Collect every line in the items below that contains the word "instance", and copy each such line in full.

-- Start of PROVIDED MATERIAL --

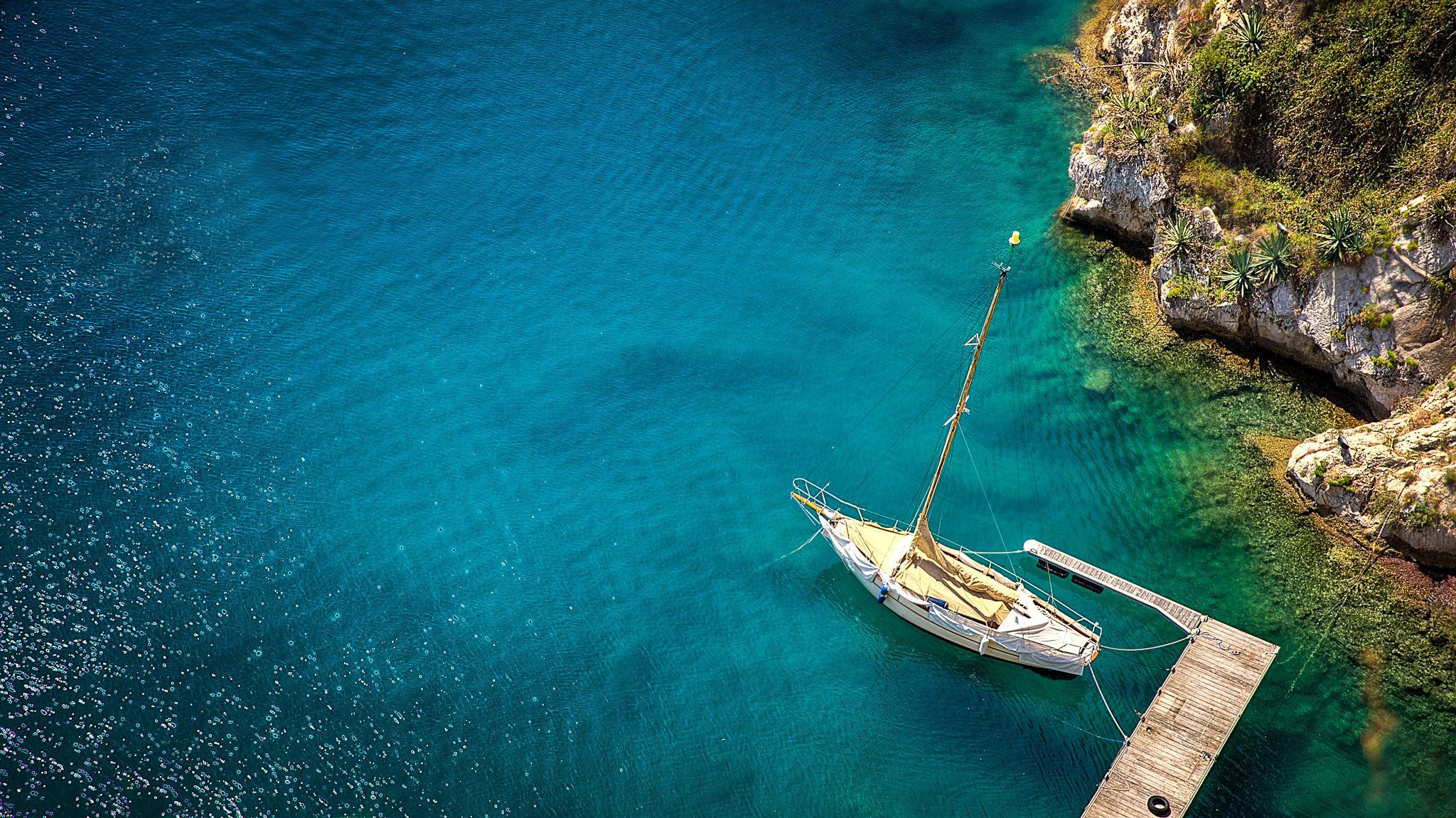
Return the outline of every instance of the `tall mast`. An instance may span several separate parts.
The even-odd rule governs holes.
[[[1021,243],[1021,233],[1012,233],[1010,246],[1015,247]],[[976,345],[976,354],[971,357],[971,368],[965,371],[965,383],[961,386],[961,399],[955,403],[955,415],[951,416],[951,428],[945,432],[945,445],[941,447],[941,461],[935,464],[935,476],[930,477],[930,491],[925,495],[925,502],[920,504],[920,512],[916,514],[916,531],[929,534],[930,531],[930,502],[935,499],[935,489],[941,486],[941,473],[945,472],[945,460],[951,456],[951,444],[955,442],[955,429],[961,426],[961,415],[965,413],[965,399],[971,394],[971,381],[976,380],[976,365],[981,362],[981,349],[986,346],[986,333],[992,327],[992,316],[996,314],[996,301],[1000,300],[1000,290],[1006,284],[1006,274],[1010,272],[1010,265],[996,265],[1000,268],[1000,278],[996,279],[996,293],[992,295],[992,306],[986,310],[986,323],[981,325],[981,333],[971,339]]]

-- End of PROVIDED MATERIAL --
-- Start of PROVIDED MATERIAL --

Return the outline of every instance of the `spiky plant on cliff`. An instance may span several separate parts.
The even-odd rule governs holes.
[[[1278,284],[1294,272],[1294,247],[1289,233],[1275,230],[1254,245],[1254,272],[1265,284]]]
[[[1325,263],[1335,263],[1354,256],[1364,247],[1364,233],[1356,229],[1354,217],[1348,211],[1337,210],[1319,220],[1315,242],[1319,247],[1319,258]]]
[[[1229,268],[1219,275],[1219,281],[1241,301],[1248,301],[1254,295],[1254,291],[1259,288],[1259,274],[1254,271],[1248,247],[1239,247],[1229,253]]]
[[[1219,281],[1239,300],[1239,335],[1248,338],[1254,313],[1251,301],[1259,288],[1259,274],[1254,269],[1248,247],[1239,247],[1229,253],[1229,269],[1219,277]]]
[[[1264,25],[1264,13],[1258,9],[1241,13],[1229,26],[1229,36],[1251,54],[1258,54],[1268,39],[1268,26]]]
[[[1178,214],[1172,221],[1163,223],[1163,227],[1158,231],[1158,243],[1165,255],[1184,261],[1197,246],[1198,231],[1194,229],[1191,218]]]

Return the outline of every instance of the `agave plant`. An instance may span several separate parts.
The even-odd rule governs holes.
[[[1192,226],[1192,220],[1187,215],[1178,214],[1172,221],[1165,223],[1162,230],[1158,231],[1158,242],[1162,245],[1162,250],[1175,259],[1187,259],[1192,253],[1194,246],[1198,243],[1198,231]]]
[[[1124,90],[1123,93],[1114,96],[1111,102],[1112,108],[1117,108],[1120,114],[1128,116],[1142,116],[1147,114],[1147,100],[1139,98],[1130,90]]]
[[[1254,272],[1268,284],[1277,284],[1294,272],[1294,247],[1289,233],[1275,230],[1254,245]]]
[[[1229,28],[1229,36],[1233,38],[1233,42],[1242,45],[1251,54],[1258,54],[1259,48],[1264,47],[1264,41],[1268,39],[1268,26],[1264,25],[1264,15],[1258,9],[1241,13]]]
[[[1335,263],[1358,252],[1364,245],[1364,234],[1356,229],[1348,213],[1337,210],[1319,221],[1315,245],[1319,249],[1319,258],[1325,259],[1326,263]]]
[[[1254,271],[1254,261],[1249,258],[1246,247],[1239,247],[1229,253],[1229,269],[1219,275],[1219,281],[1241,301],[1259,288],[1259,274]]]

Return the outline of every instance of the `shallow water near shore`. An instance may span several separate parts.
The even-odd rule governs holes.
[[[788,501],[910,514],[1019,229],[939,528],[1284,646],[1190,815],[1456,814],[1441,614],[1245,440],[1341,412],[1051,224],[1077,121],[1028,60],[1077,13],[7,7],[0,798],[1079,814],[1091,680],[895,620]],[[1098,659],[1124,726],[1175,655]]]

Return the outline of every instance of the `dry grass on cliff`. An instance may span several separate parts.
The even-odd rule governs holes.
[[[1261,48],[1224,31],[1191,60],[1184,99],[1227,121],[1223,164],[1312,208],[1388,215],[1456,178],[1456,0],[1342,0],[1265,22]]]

-- End of PROVIDED MATERIAL --
-- Start of PROVIDED MATERIAL --

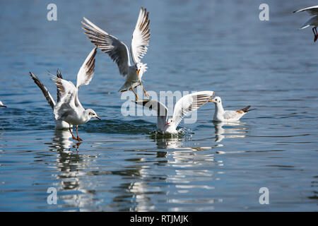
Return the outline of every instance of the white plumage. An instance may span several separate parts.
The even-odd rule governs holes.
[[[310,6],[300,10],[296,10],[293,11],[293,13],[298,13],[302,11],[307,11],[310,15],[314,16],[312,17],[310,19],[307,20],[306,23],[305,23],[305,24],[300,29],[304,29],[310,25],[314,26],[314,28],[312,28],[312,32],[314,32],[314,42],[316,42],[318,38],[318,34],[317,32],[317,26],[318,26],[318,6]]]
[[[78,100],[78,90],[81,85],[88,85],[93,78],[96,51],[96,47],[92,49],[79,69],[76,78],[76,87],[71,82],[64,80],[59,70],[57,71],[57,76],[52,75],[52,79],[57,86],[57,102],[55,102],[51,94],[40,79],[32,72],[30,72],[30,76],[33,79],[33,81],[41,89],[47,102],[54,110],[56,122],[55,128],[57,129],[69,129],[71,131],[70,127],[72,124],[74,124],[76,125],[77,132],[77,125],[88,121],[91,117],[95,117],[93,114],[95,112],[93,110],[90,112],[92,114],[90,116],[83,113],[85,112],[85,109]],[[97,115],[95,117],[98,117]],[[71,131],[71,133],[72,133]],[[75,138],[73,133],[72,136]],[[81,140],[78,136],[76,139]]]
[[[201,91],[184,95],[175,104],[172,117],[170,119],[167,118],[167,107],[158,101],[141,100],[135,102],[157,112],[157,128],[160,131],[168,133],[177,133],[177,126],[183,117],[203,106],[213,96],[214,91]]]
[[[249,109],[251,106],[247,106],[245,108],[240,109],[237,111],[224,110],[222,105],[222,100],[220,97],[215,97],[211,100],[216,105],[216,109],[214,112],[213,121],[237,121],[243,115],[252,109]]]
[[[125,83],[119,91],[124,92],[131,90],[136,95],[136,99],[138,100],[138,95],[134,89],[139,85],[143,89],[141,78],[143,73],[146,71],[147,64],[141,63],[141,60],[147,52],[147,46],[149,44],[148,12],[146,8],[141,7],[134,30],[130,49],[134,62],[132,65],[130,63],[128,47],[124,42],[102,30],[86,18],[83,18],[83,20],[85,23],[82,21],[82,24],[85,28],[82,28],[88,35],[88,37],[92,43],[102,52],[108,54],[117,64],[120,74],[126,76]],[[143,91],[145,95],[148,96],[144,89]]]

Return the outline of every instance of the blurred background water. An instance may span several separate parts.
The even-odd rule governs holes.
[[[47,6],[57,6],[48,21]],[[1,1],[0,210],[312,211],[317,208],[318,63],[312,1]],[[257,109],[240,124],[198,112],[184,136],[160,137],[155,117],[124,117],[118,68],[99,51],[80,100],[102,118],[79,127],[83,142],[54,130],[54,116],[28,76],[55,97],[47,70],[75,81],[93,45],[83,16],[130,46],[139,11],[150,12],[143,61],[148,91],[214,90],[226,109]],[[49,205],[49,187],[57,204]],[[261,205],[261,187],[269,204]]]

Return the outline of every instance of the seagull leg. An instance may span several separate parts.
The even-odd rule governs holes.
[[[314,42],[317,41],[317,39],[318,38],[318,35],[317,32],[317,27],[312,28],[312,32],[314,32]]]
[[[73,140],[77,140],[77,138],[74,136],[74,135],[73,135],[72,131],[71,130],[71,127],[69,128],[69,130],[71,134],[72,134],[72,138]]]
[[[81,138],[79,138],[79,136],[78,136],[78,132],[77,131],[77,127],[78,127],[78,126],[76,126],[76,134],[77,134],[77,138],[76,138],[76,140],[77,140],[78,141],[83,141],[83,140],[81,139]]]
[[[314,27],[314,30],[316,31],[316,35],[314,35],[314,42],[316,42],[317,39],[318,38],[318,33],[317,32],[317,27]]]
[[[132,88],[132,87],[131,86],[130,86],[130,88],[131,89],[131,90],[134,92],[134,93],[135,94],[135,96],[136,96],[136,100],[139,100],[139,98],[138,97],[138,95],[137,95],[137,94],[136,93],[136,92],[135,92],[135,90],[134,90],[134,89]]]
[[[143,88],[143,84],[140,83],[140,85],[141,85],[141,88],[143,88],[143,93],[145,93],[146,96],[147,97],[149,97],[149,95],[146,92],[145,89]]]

-- End of PROVIDED MATERIAL --

REPLY:
Return the outline of every instance of the `tall mast`. An instance may span several separate parts.
Return the outline of every instance of the `spiky plant on cliff`. An instance may span several separate parts.
Return the outline of every instance of the `agave plant`. An instance may span several separate parts.
Return the outline of every instance of the `shallow water near shore`. An instance may span several separate parts.
Return the outline of every instance of the `dry grass on cliff`. An instance may span several separate parts.
Return the outline of every instance of the white plumage. An instance may span several separate parts.
Return the outline of every instance of the blurred background water. An instance may span several separate parts.
Return the outline of every instance of the seagull leg. An instance may span several separate parts.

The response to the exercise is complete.